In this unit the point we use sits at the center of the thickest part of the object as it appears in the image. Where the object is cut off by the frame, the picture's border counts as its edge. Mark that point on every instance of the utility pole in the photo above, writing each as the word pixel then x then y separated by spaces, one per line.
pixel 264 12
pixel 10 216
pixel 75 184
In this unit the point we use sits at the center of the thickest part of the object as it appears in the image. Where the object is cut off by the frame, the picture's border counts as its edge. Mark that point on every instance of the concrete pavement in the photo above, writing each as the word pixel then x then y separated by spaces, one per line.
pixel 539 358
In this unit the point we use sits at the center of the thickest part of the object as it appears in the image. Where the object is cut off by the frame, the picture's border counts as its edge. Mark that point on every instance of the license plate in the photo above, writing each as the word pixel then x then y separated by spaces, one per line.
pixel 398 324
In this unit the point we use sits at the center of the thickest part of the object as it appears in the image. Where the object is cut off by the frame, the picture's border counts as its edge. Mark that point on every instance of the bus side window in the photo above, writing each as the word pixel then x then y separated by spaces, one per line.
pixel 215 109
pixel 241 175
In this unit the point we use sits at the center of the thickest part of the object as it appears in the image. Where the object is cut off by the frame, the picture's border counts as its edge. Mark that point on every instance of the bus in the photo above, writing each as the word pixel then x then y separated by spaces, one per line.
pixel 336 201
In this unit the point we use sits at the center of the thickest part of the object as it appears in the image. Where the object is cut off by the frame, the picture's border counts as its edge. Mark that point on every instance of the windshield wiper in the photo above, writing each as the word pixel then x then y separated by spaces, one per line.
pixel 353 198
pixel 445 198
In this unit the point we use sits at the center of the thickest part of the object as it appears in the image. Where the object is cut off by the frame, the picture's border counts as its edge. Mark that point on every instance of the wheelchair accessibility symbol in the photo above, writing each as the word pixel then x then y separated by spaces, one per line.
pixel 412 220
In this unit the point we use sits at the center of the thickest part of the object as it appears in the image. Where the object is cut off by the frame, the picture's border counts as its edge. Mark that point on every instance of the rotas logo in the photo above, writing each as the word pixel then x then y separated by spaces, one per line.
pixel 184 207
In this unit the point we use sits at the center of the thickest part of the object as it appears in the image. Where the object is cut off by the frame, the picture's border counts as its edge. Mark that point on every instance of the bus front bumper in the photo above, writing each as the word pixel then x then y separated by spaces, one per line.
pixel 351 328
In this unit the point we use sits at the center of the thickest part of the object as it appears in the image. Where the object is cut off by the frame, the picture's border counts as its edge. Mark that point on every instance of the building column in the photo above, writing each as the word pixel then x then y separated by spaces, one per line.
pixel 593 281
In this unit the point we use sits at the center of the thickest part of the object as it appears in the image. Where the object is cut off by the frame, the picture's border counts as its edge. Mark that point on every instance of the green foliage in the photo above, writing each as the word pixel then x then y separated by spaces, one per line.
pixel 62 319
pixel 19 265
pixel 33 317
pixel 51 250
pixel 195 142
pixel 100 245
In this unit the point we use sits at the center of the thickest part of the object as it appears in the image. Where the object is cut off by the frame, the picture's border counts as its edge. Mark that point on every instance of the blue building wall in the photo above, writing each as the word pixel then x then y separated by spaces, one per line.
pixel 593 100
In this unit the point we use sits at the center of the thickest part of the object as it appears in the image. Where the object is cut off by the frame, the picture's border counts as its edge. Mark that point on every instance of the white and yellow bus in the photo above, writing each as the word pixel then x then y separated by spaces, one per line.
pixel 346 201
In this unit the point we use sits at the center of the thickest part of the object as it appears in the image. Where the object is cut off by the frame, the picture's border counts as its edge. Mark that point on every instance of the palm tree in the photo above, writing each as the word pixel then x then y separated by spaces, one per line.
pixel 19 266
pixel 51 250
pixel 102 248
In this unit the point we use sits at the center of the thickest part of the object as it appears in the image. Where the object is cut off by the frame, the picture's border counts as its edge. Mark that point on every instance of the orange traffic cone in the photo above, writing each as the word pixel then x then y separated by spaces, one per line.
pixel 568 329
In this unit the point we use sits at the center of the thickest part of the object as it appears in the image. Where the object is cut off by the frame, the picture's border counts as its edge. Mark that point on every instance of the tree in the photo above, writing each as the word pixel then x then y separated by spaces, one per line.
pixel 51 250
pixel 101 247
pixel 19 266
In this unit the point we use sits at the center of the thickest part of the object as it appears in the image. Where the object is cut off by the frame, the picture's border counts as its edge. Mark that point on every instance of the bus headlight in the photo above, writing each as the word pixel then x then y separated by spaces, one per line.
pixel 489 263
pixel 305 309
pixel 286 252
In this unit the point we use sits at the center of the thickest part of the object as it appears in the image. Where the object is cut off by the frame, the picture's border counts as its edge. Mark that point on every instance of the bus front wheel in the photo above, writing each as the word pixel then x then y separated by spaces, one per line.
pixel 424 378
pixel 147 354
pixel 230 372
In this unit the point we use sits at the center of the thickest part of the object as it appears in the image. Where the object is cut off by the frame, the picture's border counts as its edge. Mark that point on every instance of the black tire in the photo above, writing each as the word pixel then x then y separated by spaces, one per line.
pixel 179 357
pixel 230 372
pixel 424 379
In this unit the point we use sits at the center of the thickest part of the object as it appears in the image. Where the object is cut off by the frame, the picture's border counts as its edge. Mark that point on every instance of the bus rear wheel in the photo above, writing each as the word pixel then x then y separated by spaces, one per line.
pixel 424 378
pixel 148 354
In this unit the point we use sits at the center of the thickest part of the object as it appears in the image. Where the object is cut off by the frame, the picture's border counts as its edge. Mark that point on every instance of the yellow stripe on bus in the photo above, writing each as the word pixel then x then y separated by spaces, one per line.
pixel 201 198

- - - - -

- **Required work**: All of the records need to be transcribed exactly.

- **Response to the task**:
In this unit the point we use sits at the center of the thickest part of the object as it appears in the image. Where the object is cut off by the frame, the picture's border counts as its edge. Mark that point on every instance of the utility pole in the photo above, writing each as the word pixel then x then y separated by spaces, one per line.
pixel 264 12
pixel 10 216
pixel 75 184
In this unit the point we use sits at the center of the thickest part of the object as it appears in the image. Where the object is cut off by the frame, the picture's border counts as its edge. Mark that point on every instance of the concrete pavement in the photo above, writing each as the word pixel then x then y separated by spaces, one per line.
pixel 539 358
In this unit the point we use sits at the center of the thickest part of the object as it appears in the image. Where the object is cut off by the frame, the picture's border counts as its edge. Mark that point on every instance of the license plate in the photo above, writing each as the word pixel then x then y separated by spaces, one per line.
pixel 398 324
In this unit the point we use sits at the center of the thickest part of the object as it appears in the image. Where the object is cut off by the frame, the picture's border counts as its edge. Mark that point on every instance of the bus side window in the photo above, writing each as the word pixel then x then y separated by spaces, one per line.
pixel 215 109
pixel 241 175
In this unit the point we use sits at the center of the thickest part of the object as it appears in the image. Where the object is cut off by the frame, the picture's border counts as its edge. Mark that point on every instance of the bus in the photo above, writing each as the word pixel then x then y separated by spaces, one per line.
pixel 336 201
In this unit the point we use sits at the center of the thickest part of the object as it appears in the image. Where the object is cut off by the frame, the picture's border counts as its edge. Mark that point on every instance of the windshield wiper in the photo above, writing each as the word pixel then x then y separated by spaces, one per line.
pixel 353 198
pixel 445 198
In this unit the point we use sits at the center of the thickest part of the object as it appears in the image. Where the object is cut off by the frame, the picture's border counts as its edge. Mark that point on every instance of the wheelchair accessibility symbol in the photo above, writing each as the word pixel then x then y separated by spaces, one per line.
pixel 412 220
In this unit the point we use sits at the center of the thickest part of the object as it appears in the image. Where the object is cut off by the frame, the picture's border counts as its edge. Mark that point on every instance of the rotas logo in the photo above, writing each as the word pixel then x then y separated by spaces, one per line.
pixel 184 207
In this unit the point we use sits at the center of the thickest part of the object as it appears in the image. Where the object is cut off by the frame, the picture's border counts as its edge. Mark that point on every instance of the bus front bumper in the photo above, writing each as the word pixel then x then y separated by spaces, one per line.
pixel 351 328
In this unit the point we use sits at the center of the thickest part of the object as it appears in the image. Where the object is cut off by the frame, the picture's border counts as its edge. Mark that point on every instance of the building column in the photo above, writing each as the word pixel then x then y separated by spaces, one per line.
pixel 593 281
In this unit the point we use sits at the center of the thickest part of the object as it appears in the image. Where the object is cut off by the frame, the picture's border counts as its edge. Mark that point on every instance of the green foliage in the photo above, writing each as the word pixel then x then y separated by spaces, one per line.
pixel 62 319
pixel 19 265
pixel 33 317
pixel 51 250
pixel 195 142
pixel 100 245
In this unit the point we use sits at the center of the thickest part of the object as it appears in the image. Where the object is cut off by the frame, the picture's border counts as its edge. Mark that point on every instance of the blue building wall in the photo above, writing each as the word pixel then x then y separated by spaces, one per line.
pixel 593 100
In this unit the point we use sits at the center of the thickest part of the object as it appears in the image. Where the object is cut off by the frame, the picture's border counts as its edge. Mark that point on every instance of the white and yellow bus in the photo above, writing each as the word pixel then x then y separated by spaces, one per line.
pixel 346 201
In this unit the point we use sits at the center of the thickest part of the object as it appears in the image. Where the object is cut off by the frame, the picture's border counts as its edge. Mark that point on every instance of the palm tree in the photo above, writing each as the word pixel then x then y separated by spaces, one per line.
pixel 19 266
pixel 51 250
pixel 102 248
In this unit the point we use sits at the center of the thickest part of the object as it appears in the image. Where the object is cut off by the frame, the picture's border counts as its edge. Mark that point on every instance of the orange traffic cone in the photo above, writing each as the word pixel then x then y separated by spaces, one per line.
pixel 568 329
In this unit the point we use sits at the center of the thickest part of the object as it appears in the image. Where the object is cut off by the frame, the picture's border counts as its edge. Mark that point on every instance of the tree in the photo above, writing each as the word pixel then x then y separated by spaces, one per line.
pixel 51 250
pixel 101 247
pixel 19 266
In this unit the point we use sits at the center of the thickest part of the object as it appears in the image. Where the object is cut off by the frame, the picture's border counts as its edge. Mark that point on every instance of the bus headlight in the photo above, writing each as the word pixel then x then y separated by spaces, one per line.
pixel 489 263
pixel 305 309
pixel 286 252
In this unit the point we use sits at the center of the thickest part of the object as it appears in the image. Where the object is cut off by the frame, the picture's border counts as its edge. Mark that point on every instance of the bus front wheel in the photo above, writing each as the word pixel then x then y separated by spaces, one per line.
pixel 424 378
pixel 147 354
pixel 230 372
In this unit the point we use sits at the center of the thickest part of the object as it appears in the image. Where the object is cut off by the frame, the picture's border counts as its edge. Mark that point on every instance of the black tire in the photo above, writing each as the word pixel then x then y separated by spaces, one per line.
pixel 179 357
pixel 230 372
pixel 424 379
In this unit the point we use sits at the center of the thickest part of the object as it appears in the image. Where the object is cut off by the frame, the picture's border counts as its edge. Mark that point on every instance of the bus rear wheel in the photo above, writing each as the word pixel then x then y separated by spaces, one per line.
pixel 424 378
pixel 148 354
In this unit the point we use sits at the center of the thickest part of the object as it appears in the image. Where the object is cut off by the frame, the picture's border counts as its edge. Mark that point on every instance of the yellow stripe on bus in the photo above, writing each as the word pixel then x then y separated by spaces, one per line.
pixel 201 198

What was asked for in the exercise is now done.